DIRECTIONS: From the line with "Where can the red fabric" through the line with "Where can the pastry", repeat the entries verbatim, both end lines included, and add nothing.

RECORDS PROVIDED:
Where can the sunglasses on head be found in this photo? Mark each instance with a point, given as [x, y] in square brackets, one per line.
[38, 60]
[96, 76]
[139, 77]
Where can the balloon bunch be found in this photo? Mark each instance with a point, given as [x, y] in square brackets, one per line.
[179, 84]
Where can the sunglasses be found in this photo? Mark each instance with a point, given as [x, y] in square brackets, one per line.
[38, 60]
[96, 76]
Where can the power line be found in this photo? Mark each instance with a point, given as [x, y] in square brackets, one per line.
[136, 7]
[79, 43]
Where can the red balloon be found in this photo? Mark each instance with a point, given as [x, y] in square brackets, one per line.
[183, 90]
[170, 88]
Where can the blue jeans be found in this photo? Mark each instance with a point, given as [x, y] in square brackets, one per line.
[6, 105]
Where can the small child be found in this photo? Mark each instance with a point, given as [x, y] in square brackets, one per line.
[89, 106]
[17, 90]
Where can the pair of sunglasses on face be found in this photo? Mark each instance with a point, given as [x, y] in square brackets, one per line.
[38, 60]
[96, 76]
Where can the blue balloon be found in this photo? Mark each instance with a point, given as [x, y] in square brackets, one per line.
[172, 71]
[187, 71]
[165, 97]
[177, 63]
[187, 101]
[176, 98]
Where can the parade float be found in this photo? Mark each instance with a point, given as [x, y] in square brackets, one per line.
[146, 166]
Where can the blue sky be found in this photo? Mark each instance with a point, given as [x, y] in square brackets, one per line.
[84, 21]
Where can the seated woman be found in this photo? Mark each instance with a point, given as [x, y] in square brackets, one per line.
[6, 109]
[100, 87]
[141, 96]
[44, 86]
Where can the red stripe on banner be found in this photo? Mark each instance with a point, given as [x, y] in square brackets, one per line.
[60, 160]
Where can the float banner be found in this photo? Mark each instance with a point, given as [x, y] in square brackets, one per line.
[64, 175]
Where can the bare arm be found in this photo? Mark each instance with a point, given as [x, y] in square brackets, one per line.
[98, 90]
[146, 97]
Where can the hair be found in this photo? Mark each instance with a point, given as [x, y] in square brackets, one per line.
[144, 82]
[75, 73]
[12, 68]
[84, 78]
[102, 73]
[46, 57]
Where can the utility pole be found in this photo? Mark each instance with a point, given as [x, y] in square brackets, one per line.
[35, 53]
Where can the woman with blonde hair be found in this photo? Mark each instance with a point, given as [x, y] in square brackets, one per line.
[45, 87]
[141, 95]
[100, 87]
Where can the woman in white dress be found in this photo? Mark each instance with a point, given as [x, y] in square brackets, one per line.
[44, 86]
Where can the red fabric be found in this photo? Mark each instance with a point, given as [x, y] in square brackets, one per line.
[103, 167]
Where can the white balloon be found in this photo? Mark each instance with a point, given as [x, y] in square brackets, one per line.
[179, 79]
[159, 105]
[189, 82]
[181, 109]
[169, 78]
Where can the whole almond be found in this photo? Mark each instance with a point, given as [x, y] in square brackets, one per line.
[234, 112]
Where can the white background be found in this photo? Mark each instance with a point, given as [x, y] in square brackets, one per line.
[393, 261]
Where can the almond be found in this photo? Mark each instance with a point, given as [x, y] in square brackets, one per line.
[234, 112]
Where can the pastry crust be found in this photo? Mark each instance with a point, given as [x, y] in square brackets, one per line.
--
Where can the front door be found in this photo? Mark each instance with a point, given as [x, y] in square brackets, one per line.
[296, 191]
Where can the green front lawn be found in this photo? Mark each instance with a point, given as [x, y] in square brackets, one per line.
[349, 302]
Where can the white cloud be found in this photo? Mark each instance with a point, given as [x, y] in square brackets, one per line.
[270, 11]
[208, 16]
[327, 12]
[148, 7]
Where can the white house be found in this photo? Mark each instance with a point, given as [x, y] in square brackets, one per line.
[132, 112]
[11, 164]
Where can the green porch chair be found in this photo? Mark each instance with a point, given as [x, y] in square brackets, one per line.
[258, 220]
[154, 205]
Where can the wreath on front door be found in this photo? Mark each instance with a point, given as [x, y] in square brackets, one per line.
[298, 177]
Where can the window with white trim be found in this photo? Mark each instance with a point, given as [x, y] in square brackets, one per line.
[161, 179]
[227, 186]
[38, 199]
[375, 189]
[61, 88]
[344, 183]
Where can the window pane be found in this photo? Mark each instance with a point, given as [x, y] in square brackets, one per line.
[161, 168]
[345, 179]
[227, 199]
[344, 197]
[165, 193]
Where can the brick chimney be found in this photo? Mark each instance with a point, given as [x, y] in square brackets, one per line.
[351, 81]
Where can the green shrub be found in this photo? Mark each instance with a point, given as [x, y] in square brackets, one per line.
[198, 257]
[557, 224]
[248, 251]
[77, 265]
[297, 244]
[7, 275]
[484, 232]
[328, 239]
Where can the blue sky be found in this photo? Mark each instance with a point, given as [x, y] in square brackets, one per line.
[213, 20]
---
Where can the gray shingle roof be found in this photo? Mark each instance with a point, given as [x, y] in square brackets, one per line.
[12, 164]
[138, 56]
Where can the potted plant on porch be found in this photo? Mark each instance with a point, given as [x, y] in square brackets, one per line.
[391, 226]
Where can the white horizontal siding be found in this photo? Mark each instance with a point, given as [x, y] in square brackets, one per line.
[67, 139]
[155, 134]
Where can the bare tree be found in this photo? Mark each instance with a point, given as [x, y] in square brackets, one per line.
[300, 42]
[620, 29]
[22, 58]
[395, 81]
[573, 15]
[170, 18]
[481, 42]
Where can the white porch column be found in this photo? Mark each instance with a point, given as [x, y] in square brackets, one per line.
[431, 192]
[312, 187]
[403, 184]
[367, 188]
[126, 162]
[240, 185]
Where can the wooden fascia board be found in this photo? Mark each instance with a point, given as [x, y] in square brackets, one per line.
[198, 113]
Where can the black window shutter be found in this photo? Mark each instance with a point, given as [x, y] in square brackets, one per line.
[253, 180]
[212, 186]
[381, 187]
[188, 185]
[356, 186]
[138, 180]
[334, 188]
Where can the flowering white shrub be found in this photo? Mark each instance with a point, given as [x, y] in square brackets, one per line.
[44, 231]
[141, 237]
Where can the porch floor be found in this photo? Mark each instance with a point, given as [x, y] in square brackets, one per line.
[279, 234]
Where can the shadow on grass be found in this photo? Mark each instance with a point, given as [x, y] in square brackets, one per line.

EXERCISE RESULT:
Where can the red fabric be found in this photo? Mark each instance with a point, given as [x, y] in square brackets, one per line.
[103, 167]
Where can the white balloon be found in this photo? Mark each instance with a point, given as [x, y] in square brackets, one per line.
[179, 79]
[159, 105]
[189, 82]
[181, 109]
[169, 78]
Where can the whole almond be found in this photo? Mark each instance with a point, given as [x, y] in square brackets, one per line.
[234, 112]
Where can the white background be found in this photo? Mark each instance with a point, given as [x, y] in square brackets, one per line.
[393, 261]
Where can the almond be found in this photo? Mark each instance with a point, given as [x, y] in square brackets, one per line.
[234, 112]
Where can the pastry crust be found in this photo? Mark each instance with a point, given as [x, y] in square brackets, one per line.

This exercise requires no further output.